# Aim of the exercise
Reproduce the Avatar review below word for word, from start to finish.

# Supplied text
The luminescence could easily have looked like a gimmick. Instead, it left me wide-eyed with wonder. I saw the film in 3D (though not in IMAX) and I honestly forgot I was wearing the glasses. If this is what we have to look forward to, I am officially on the 3D bandwagon. AVATAR is visually flawless. Flawless. And no matter what comes next in this review, I want you to know that you must go see this film. You must experience this incredible visual world that James Cameron has created. I'd see it a second and third time just for the creatures. (Multiple eye-gasms?)

But...there are some serious problems with the script. With the exception of Sully, the characters are absolutely one dimensional. Colonel Quaritch (Stephen Lang) was pure evil. He did not have one redeeming quality. He's a video game boss in every way, up to and including his final, three part battle. Haven't we gotten past this sort of one note thing? The same goes for Selfridge (Giovanni Ribisi), the head of the company that is trying to oust the natives. The only thing that saved him was one look of hesitation before he decides to do something awful. And I attribute that solely to Ribisi's acting choices. It's not the fault of the actors. Not at all. The performances were strong across the board. (Though why the hell they didn't fix the constant accent slips that Worthington made in post is beyond me.)

# Information given
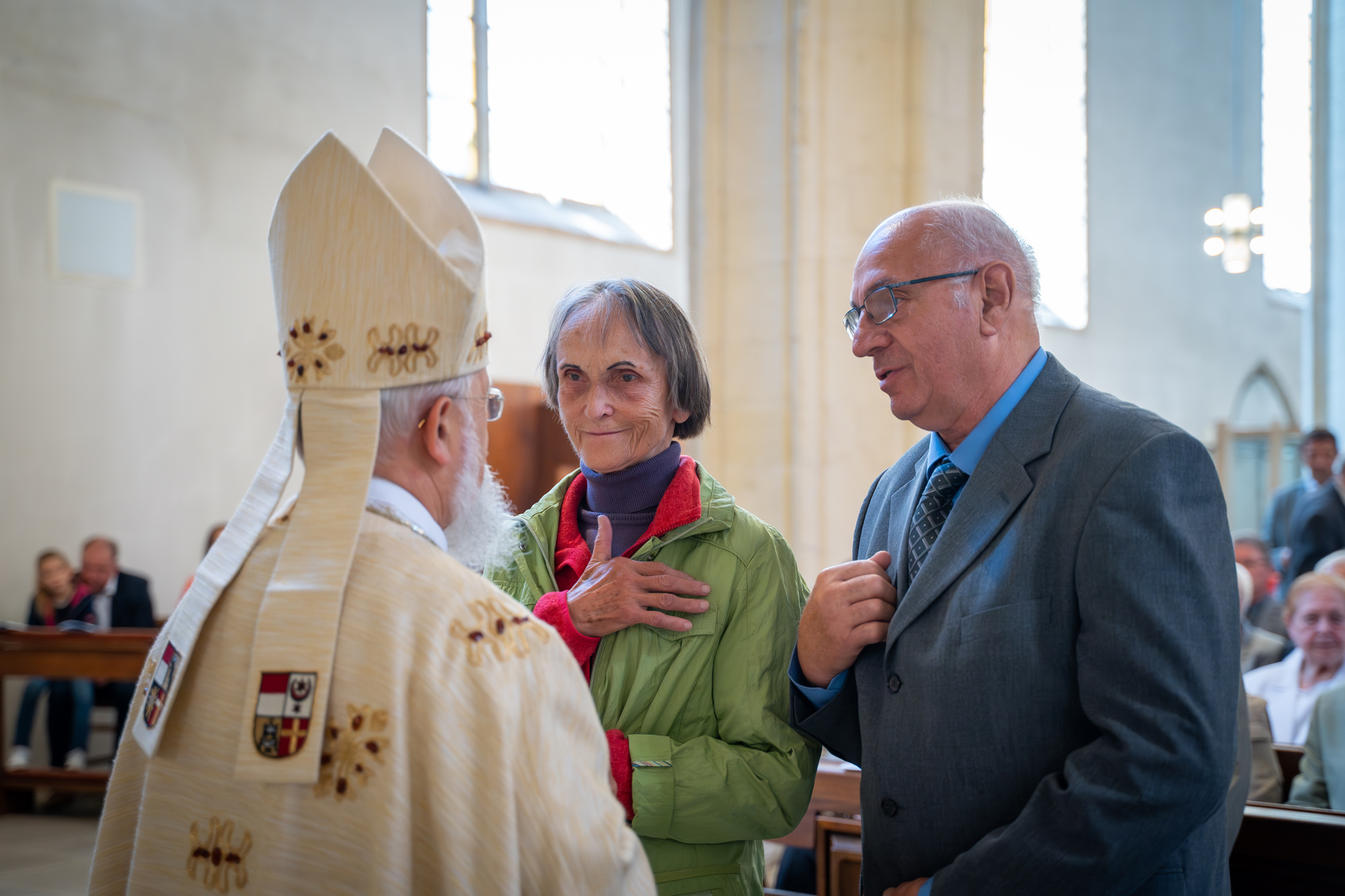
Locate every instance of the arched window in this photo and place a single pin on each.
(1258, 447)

==

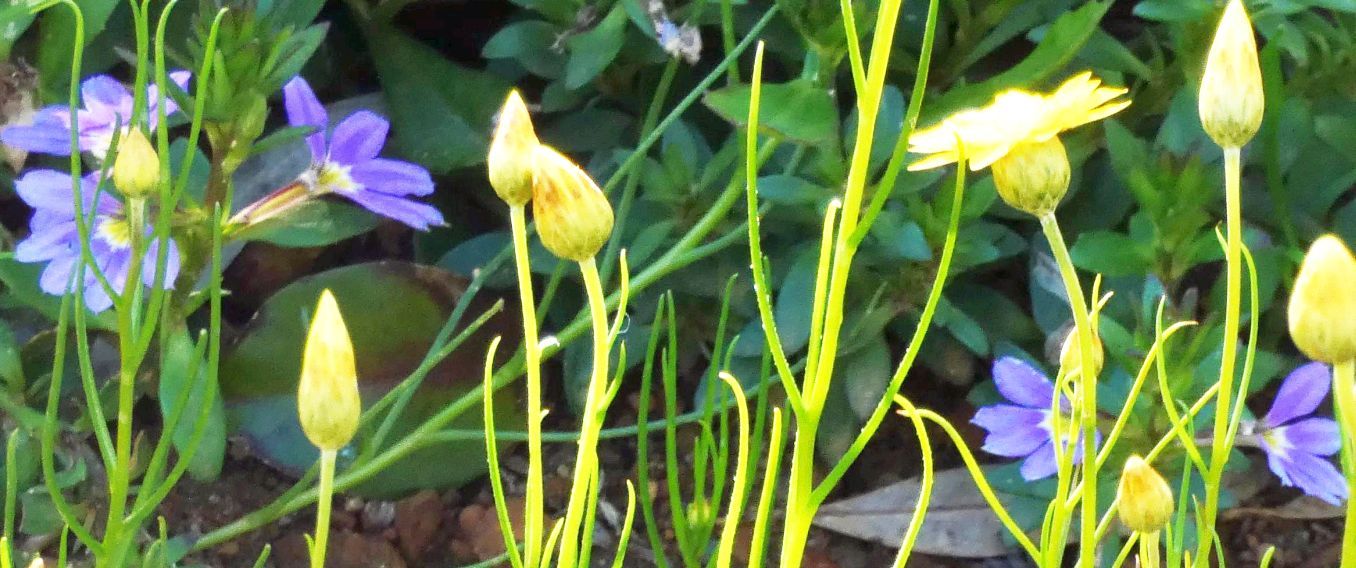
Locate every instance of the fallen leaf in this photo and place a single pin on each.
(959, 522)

# Solution below
The luminescence could easily have looked like a gimmick. Instead, it left me wide-eyed with wonder. I saw the film in 3D (though not in IMAX) and I honestly forgot I was wearing the glasses. If this is what we have to look forward to, I am officially on the 3D bandwagon. AVATAR is visually flawless. Flawless. And no matter what comes next in this review, I want you to know that you must go see this film. You must experience this incredible visual world that James Cameron has created. I'd see it a second and third time just for the creatures. (Multiple eye-gasms?)

But...there are some serious problems with the script. With the exception of Sully, the characters are absolutely one dimensional. Colonel Quaritch (Stephen Lang) was pure evil. He did not have one redeeming quality. He's a video game boss in every way, up to and including his final, three part battle. Haven't we gotten past this sort of one note thing? The same goes for Selfridge (Giovanni Ribisi), the head of the company that is trying to oust the natives. The only thing that saved him was one look of hesitation before he decides to do something awful. And I attribute that solely to Ribisi's acting choices. It's not the fault of the actors. Not at all. The performances were strong across the board. (Though why the hell they didn't fix the constant accent slips that Worthington made in post is beyond me.)